*** Begin section ***
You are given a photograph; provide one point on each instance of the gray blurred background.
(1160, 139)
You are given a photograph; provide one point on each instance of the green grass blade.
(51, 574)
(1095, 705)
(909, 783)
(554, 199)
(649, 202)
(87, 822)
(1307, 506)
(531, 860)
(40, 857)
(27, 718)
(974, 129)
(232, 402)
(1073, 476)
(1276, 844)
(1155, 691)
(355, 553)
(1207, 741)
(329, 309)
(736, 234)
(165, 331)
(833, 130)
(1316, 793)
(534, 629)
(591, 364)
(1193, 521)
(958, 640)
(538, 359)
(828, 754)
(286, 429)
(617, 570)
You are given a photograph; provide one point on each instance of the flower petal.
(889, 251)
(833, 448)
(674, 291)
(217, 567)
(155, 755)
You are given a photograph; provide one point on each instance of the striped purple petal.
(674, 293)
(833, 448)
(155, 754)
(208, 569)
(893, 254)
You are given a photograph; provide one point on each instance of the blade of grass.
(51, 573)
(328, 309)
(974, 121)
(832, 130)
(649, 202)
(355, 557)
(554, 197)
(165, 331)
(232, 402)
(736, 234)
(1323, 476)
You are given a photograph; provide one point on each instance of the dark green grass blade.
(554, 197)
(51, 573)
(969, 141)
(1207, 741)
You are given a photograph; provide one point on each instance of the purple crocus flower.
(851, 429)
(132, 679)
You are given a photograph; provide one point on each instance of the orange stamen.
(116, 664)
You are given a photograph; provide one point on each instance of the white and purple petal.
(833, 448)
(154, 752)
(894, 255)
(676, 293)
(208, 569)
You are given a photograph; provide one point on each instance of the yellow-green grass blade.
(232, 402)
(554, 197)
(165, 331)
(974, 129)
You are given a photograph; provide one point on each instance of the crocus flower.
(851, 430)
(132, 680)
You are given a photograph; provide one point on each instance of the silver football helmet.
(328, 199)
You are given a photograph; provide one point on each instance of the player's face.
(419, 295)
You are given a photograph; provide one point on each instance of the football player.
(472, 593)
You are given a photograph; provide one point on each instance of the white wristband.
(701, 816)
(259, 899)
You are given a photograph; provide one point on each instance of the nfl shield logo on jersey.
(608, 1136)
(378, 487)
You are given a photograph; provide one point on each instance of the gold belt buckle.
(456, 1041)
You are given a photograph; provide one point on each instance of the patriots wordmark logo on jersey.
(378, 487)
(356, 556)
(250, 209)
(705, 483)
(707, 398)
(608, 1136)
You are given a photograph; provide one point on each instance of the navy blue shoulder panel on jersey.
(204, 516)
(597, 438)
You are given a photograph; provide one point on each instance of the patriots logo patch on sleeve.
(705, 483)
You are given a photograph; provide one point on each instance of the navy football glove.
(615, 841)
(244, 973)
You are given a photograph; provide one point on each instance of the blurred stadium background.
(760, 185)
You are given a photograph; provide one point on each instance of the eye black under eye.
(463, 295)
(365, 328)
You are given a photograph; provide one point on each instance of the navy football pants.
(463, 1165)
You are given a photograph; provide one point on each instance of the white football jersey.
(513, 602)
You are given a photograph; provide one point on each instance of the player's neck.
*** End section ***
Work instruction: Copy the data above exactly. Every line must be included.

Your response:
You are given a photograph; provide one point on each instance of the gray blurred background.
(1160, 139)
You are given a photograph; provide one point on each instance of the green grass blade.
(51, 574)
(1095, 705)
(909, 783)
(554, 199)
(649, 202)
(87, 822)
(1307, 506)
(531, 860)
(40, 857)
(27, 718)
(974, 129)
(232, 402)
(1073, 476)
(1276, 844)
(1155, 691)
(355, 553)
(1207, 741)
(329, 309)
(736, 234)
(165, 331)
(833, 130)
(1316, 793)
(534, 629)
(591, 364)
(1193, 521)
(958, 640)
(538, 359)
(828, 754)
(286, 429)
(617, 570)
You are given a photograph; provide one point on each instance of the flower petal.
(889, 251)
(833, 448)
(674, 291)
(217, 567)
(155, 755)
You are given a photograph; provide one point on each instance of the striped purple petal.
(674, 293)
(833, 448)
(155, 754)
(208, 569)
(893, 254)
You are given a photograph; provide one point on each instance of the blade of grass.
(51, 573)
(328, 309)
(974, 121)
(832, 130)
(649, 202)
(355, 557)
(554, 197)
(165, 331)
(232, 402)
(736, 234)
(1323, 476)
You are given a photograph; provide one point on each instance of the dark green grass blade.
(554, 197)
(51, 573)
(969, 141)
(1207, 741)
You are given a photograph; provide one point on each instance of the purple crocus flower.
(851, 429)
(132, 679)
You are given a photograph; provide one point on each instance of the orange stamen.
(116, 664)
You are given a photograph; provide one point on each instance of the white and purple petal.
(833, 448)
(154, 752)
(894, 255)
(676, 293)
(208, 569)
You are given a photograph; provide one point on each instance of the yellow-green grass blade.
(232, 402)
(554, 197)
(165, 331)
(974, 129)
You are given a photograph; provide one point on each instance of the crocus flower.
(851, 430)
(132, 680)
You are given a photograph; provide one point on each instance of the silver football helmet.
(328, 199)
You are given a photograph; provide one point on each instance of the player's face.
(419, 295)
You are given a photograph; provide one point on each instance of the football player.
(472, 593)
You are given a photograph; provide one point on each instance of the white wristband.
(701, 816)
(259, 899)
You are given a photograph; provide one point on each instance of the nfl shield logo on jersey.
(608, 1136)
(378, 487)
You are given a photograph; provide one point on each instance of the gold belt buckle.
(456, 1041)
You are given a photograph; provide one point on each instance of the patriots wordmark logo on jersey.
(378, 487)
(356, 556)
(250, 209)
(705, 483)
(707, 398)
(608, 1136)
You are given a photograph; provide one point on each instance of the navy blue shoulder panel on jersey.
(204, 516)
(597, 438)
You are given a photograph; provide one point on each instance of the patriots logo patch on sleeve.
(705, 483)
You are given a photograph; provide one point on each instance of the navy football glove.
(615, 841)
(244, 973)
You are given a photograph; provide one point on each instance of the blurred stadium background.
(760, 185)
You are given a photograph; provide one point on each instance of the eye black under eye.
(463, 295)
(365, 328)
You are given a photograph; provide one point on each instance of the navy football pants.
(463, 1165)
You are given a photograph; provide one point on each instance of the white football jersey.
(513, 602)
You are given a photograph; provide one point on each instance of the player's neck.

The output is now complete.